SET TASKS:
a - For each statement, state whether it agrees with the data pipeline documentation. Answer yes or no, and quote the documentation's exact words that decide it. (i) compute_nl treats positions in periodic systems as fractional coordinates. (ii) CachedInMemoryDataset computes the neighbor list in full before the first epoch begins. (iii) The default shuffle_buffer_size for InMemoryDataset is 1000.
b - Continue the data pipeline documentation from its last entry, in the same style.

EXCERPTED PASSAGE:
+++
Data Pipeline¶
apax.data
- apax.data.preprocessing.compute_nl(positions, box, r_max)[source]¶
Computes the neighbor list for a single structure. For periodic systems, positions are assumed to be in fractional coordinates.
- Parameters:
positions (np.ndarray) – Positions of atoms.
box (np.ndarray) – Simulation box dimensions.
r_max (float) – Maximum interaction radius.
- Returns:
Tuple containing neighbor indices array and offsets array.
- Return type:
Tuple[np.ndarray, np.ndarray]
- apax.data.preprocessing.get_shrink_wrapped_cell(positions)[source]¶
Get the shrink-wrapped simulation cell based on atomic positions.
- Parameters:
positions (np.ndarray) – Atomic positions.
- Returns:
Tuple containing the shrink-wrapped cell matrix and origin.
- Return type:
Tuple[np.ndarray, np.ndarray]
- apax.data.preprocessing.prefetch_to_single_device(iterator, size: int, data_sharding=None)[source]¶
inspired by https://flax.readthedocs.io/en/latest/_modules/flax/jax_utils.html#prefetch_to_device
- apax.data.initialization.load_data_files(data_config)[source]¶
Load data files for training and validation.
- Parameters:
data_config (object) – Data configuration object.
- Returns:
Tuple containing list of ase.Atoms objects for training and validation.
- Return type:
Tuple
- class apax.data.input_pipeline.CachedInMemoryDataset(atoms_list, cutoff, bs, n_epochs, pos_unit: str = 'Ang', energy_unit: str = 'eV', additional_properties: list[tuple] = [], pre_shuffle=False, shuffle_buffer_size=1000, ignore_labels=False, cache_path='.')[source]¶
Dataset which pads everything (atoms, neighbors) to the largest system in the dataset. The NL is computed on the fly during the first epoch and stored to disk using tf.data’s cache. Most performant option for datasets with samples of very similar size.
- class apax.data.input_pipeline.InMemoryDataset(atoms_list, cutoff, bs, n_epochs, pos_unit: str = 'Ang', energy_unit: str = 'eV', additional_properties: list[tuple] = [], pre_shuffle=False, shuffle_buffer_size=1000, ignore_labels=False, cache_path='.')[source]¶
Baseclass for all datasets which store data in memory.
- init_input() tuple[Dict[str, Array], ndarray][source]¶
Returns first batch of inputs and labels to init the model.
+++
ENTRIES SUPPLIED:
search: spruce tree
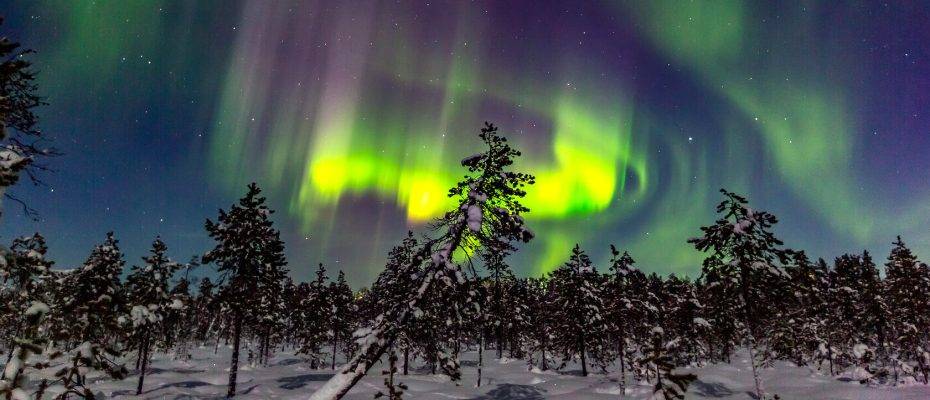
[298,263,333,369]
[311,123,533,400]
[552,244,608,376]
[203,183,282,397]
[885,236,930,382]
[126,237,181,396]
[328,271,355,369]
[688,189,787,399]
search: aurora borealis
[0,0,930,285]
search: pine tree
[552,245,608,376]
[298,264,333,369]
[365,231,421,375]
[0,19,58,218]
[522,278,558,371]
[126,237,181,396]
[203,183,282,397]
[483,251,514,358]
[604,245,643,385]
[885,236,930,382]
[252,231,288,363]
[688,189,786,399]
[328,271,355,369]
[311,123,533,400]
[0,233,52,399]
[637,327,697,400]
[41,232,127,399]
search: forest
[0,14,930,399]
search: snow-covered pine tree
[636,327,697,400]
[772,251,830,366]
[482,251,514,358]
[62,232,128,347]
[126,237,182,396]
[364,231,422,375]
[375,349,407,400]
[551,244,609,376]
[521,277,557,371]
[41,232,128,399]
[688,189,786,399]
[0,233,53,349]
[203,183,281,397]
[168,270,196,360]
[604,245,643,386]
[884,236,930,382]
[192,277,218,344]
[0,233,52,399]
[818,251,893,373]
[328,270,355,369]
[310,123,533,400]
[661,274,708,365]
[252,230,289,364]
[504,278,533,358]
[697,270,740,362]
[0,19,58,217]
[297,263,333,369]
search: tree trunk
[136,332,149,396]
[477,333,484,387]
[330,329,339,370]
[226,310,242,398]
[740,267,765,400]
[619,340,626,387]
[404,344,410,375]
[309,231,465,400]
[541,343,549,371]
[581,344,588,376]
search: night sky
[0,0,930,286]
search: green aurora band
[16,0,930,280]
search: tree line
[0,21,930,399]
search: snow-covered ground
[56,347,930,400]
+++
SOLVED TASKS:
a -
(i) Yes: "For periodic systems, positions are assumed to be in fractional coordinates."
(ii) No: "The NL is computed on the fly during the first epoch and stored to disk using tf.data’s cache."
(iii) Yes: "shuffle_buffer_size=1000"

b -
- steps_per_epoch() int[source]¶
Returns the number of steps per epoch dependent on the number of data and the batch size. Steps per epoch are calculated in a way that all epochs have the same number of steps, and all batches have the same length. To do so, some training data are dropped in each epoch.
- class apax.data.input_pipeline.OTFInMemoryDataset(atoms_list, cutoff, bs, n_epochs, pos_unit: str = 'Ang', energy_unit: str = 'eV', additional_properties: list[tuple] = [], pre_shuffle=False, shuffle_buffer_size=1000, ignore_labels=False, cache_path='.')[source]¶
Dataset which pads everything (atoms, neighbors) to the largest system in the dataset. The NL is computed on the fly and fed into a tf.data generator. Mostly for internal purposes.
- class apax.data.input_pipeline.PerBatchPaddedDataset(atoms_list, cutoff, bs, n_epochs, num_workers: int | None = None, atom_padding: int = 10, nl_padding: int = 2000, pos_unit: str = 'Ang', energy_unit: str = 'eV', additional_properties=[], pre_shuffle=False)[source]¶
Dataset with padding that leverages multiprocessing and optimized buffering.
Per-atom and per-neighbor arrays are padded to the next multiple of a user specified integer. This limits the compute wasted due to padding at the (negligible) cost of some recompilations. Since the padding occurs on a per-batch basis, it is the most performant option for datasets with significantly differently sized systems (e.g. MaterialsProject, SPICE).
Further, the neighborlist is computed on-the-fly in parallel on a side thread. Does not use tf.data.
- num_workers¶
Number of processes to use for preprocessing batches.
- Type:
int
- atom_padding¶
Pad extensive arrays (positions, etc.) to next multiple of this integer.
- Type:
int
- nl_padding¶
Pad neighborlist arrays to next multiple of this integer.
- Type:
int
- apax.data.input_pipeline.find_largest_system(inputs, r_max) tuple[int][source]¶
Finds the maximal number of atoms and neighbors.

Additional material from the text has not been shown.